*Excerpted text:*
In order to understand how cooperative behavior evolves, the pioneering work is to establish the evolutionary game theory1,2,3,4,5, which provides a theoretical framework to address the conflict between cooperation and selfishness. In the past decades, the prisoner’s dilemma (PD) game6 was regarded as a paradigm for expressing the human relations in society and analyzing the cooperation. In a PD game, two players interact with each other each time. Both of them can choose to cooperate or defect. They get different rewards according to their choices. The reward for mutual cooperation is R, while the reward for mutual defection is P. If one player chooses cooperation and the other chooses defection, the cooperator receives the sucker’s payoff S, and the defector gets the defector temptation T. In the PD game, T > R > P > S. Hence one player can get maximum payoff by defecting. But if all the players choose defection, the total reward will be very small. On the contrary, cooperation can make the total reward increase, although cooperation is not an optimal choice for one player.

In addition, the spatial structure can also affect the evolution of cooperative behavior. In 1992, Nowak and May showed that structured populations via nearest neighbor interactions can promote cooperation, while the mixed populations lead to defection7. After that, some works placed PD into networks such as small-world8,9, scale-free world10,11,12, etc. Besides the spatial complex networks, many researches put forward different mechanisms that can promote the evolution of cooperation. For example, Nowak reviewed five rules (namley kin selection, direct reciprocity, indirect reciprocity, network reciprocity, and group selection) for the evolution of cooperation13. Additionally, evolutionary game with coevolutionary rules initiated by Zimmermann et al.14,15 offers a new way to promote the cooperation in a social dilemma. Coevolutionary rules may conform to realistic situations, where the strategies can evolve in time. However, some other factors such as links16,17,18,19, size20,21, mobility22,23,24, and age25,26, update at the same time, which can affect back the evolution of strategies.

*Problem to solve:* Resume the passage on how cooperation evolves in game theory, picking up after its last sentence.

*Extracted information:*
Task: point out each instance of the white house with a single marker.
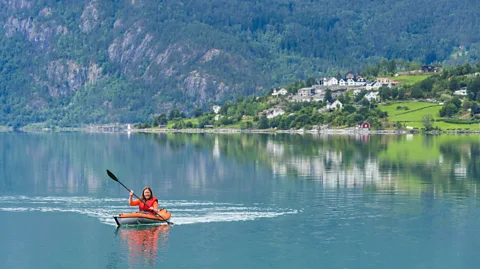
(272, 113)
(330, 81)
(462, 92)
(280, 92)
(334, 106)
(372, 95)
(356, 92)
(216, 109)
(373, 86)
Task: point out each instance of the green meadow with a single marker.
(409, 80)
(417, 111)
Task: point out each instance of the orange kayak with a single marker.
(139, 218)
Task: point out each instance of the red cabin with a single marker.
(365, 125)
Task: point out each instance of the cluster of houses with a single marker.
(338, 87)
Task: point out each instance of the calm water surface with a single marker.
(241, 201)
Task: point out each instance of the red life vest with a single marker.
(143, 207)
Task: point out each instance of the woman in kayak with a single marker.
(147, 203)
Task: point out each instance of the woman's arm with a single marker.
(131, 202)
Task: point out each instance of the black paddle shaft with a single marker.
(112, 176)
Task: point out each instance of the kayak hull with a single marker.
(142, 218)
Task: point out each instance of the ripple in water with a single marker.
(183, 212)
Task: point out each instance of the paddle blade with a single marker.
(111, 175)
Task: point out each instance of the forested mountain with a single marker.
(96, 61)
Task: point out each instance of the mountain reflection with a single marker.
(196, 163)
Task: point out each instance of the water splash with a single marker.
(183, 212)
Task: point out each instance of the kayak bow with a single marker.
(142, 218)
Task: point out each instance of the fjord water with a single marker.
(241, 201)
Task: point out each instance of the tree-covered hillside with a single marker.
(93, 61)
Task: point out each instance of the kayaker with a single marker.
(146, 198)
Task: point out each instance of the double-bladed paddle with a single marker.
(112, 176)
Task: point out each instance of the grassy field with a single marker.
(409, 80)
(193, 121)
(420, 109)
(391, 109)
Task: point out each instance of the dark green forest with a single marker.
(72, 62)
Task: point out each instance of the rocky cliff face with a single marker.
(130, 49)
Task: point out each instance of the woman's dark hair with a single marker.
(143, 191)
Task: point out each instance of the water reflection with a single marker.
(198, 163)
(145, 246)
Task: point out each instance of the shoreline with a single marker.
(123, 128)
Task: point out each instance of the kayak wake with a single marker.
---
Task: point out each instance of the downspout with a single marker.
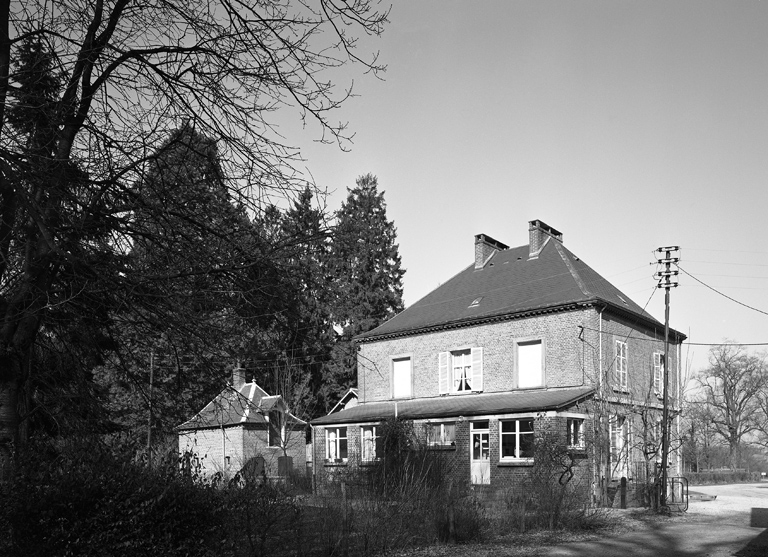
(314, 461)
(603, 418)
--
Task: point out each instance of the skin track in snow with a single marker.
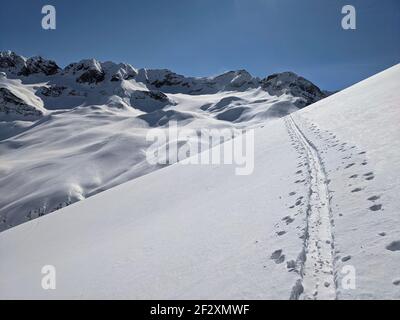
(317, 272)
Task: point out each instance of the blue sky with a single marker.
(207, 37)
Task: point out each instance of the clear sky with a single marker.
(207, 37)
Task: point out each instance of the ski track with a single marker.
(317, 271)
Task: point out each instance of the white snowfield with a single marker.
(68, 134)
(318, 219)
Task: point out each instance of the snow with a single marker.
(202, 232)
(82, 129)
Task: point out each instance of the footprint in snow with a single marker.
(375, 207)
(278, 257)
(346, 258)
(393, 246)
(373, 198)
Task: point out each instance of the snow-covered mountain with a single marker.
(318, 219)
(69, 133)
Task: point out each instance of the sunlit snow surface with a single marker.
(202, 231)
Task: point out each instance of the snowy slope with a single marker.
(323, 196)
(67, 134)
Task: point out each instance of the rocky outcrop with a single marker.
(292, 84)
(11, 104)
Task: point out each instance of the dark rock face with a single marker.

*The output:*
Recently, coevolutionary multigames with different rules and structures have been discussed. Motivated by the fact that the same social dilemma can be perceived differently by different players, Wang et al.27 studied evolutionary multigames in structured populations. Chen and Wang28 adopted a stochastic learning updating rule to investigate the evolution of cooperation in the PD game on the small-world networks with different payoff aspiration levels. Wu et al.29 studied the evolution of cooperation in spatial PD games with and without extortion by adopting the aspiration-driven strategy updating rule. Traulsen et al.30 analyzed a cooperative game on the similarity between the players. Szolnoki and Perc31 introduced coevolutionary success-driven multigames in structured populations.

Except for the above mentioned factors, the environment is another factor strongly affecting the cooperative behavior. Note that human beings are actually in the environment all the time. Even for the same person, his/her behavior and decision may be differentially affected by different environments. In fact, the impact of the environment on people can not be ignored in the game. Some studies suggest that the environment will have a positive impact on the evolution of cooperation in the PD32,33,34,35. However, these studies only considered the objective environmental factors, such as links, mobility as mentioned above. What we want to know is whether people’s subjective perception of the environment will affect the evolution of cooperation. If the individual thinks that the current environment is dangerous, will he/she still be in a PD game?

In realistic situations, the ability of agents to perceive the environment is also different. This kind of heterogeneity may lead to the difference of the perception of environment. Even in the same scene, some agents consider that the current environment is relatively safe, but some consider it dangerous. This makes different agents take different strategies and show different behaviors in a game. In turn, the interaction between neighbors and their behavior can also affect their perceptions. This implies that there may exist some kind of coevolution between the environmental perception and the cooperative behavior. If it actually exists, but how to coevolve?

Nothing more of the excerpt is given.